WHAT IS NEEDED: Give again, exactly as written, each line of the material below starting at the line that contains "Note: for each instance of the black dresser" and ending at the line that contains "Note: for each instance of the ceiling fan in". Both ends count, and no other line does.
RECORDS PROVIDED Block Start
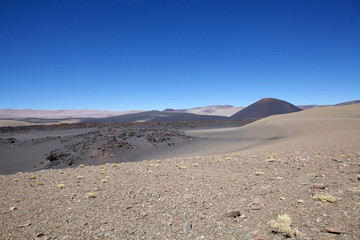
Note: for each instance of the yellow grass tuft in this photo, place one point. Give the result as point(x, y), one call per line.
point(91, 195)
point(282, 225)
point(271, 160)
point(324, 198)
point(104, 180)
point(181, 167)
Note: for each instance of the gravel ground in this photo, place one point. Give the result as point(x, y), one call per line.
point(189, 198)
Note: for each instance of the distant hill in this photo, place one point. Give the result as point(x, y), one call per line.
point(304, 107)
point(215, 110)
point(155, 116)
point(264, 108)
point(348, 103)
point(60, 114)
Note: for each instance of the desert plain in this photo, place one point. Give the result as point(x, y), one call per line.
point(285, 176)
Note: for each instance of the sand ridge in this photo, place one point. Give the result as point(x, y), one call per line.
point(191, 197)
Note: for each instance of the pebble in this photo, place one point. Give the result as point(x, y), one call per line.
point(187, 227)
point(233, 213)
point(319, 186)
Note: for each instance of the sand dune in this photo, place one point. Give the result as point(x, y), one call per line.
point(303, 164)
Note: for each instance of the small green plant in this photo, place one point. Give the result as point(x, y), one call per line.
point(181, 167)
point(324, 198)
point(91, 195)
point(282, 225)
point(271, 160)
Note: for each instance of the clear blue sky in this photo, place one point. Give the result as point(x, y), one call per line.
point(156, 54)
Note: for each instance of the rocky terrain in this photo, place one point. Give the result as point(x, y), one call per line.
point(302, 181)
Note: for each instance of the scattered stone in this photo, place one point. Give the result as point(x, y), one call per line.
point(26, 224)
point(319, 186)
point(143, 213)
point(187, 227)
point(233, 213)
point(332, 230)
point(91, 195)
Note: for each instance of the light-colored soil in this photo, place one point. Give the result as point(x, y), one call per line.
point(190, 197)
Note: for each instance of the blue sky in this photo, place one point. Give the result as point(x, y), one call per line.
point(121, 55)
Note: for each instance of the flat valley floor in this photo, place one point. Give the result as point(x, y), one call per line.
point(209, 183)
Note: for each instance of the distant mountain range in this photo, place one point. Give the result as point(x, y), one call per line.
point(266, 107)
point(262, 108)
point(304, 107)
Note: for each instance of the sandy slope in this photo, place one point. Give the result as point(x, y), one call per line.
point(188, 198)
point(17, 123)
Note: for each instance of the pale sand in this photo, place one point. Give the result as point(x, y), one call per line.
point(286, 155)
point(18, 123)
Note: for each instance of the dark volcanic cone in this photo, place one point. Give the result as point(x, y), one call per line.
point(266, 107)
RECORDS PROVIDED Block End
RECORDS PROVIDED Block Start
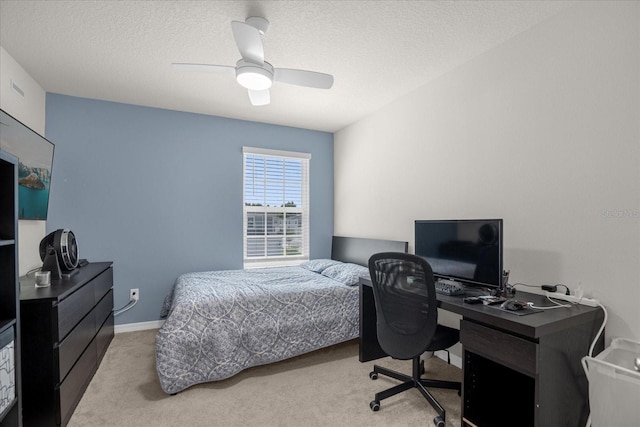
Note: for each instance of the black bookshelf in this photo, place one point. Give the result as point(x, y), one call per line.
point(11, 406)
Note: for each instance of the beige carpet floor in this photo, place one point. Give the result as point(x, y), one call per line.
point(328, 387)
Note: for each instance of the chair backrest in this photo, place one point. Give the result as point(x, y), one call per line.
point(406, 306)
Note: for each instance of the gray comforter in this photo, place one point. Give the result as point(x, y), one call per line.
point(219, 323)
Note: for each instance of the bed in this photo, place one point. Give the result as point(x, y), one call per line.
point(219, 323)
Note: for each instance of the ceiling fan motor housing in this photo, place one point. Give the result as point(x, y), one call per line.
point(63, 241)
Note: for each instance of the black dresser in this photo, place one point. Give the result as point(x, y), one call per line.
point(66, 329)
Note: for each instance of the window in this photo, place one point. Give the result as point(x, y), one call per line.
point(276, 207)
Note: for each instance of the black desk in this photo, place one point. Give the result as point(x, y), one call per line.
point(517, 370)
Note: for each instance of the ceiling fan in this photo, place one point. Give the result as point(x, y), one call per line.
RECORDS PROVIDED Block End
EXPECTED ANSWER:
Note: for each instance of the black dresser in this photo, place one point. Give the result as point(x, y), one call per line.
point(66, 329)
Note: for each instance of the window in this photo, place one point. Give the result as point(x, y), one call per line.
point(276, 207)
Note: for each instance of the black desk in this photo, place one point. Give the result as point(x, y), one call per line.
point(517, 370)
Note: for each instance of the ceiling fan in this photo, place one point. Give the result as point(x, y), one call per line.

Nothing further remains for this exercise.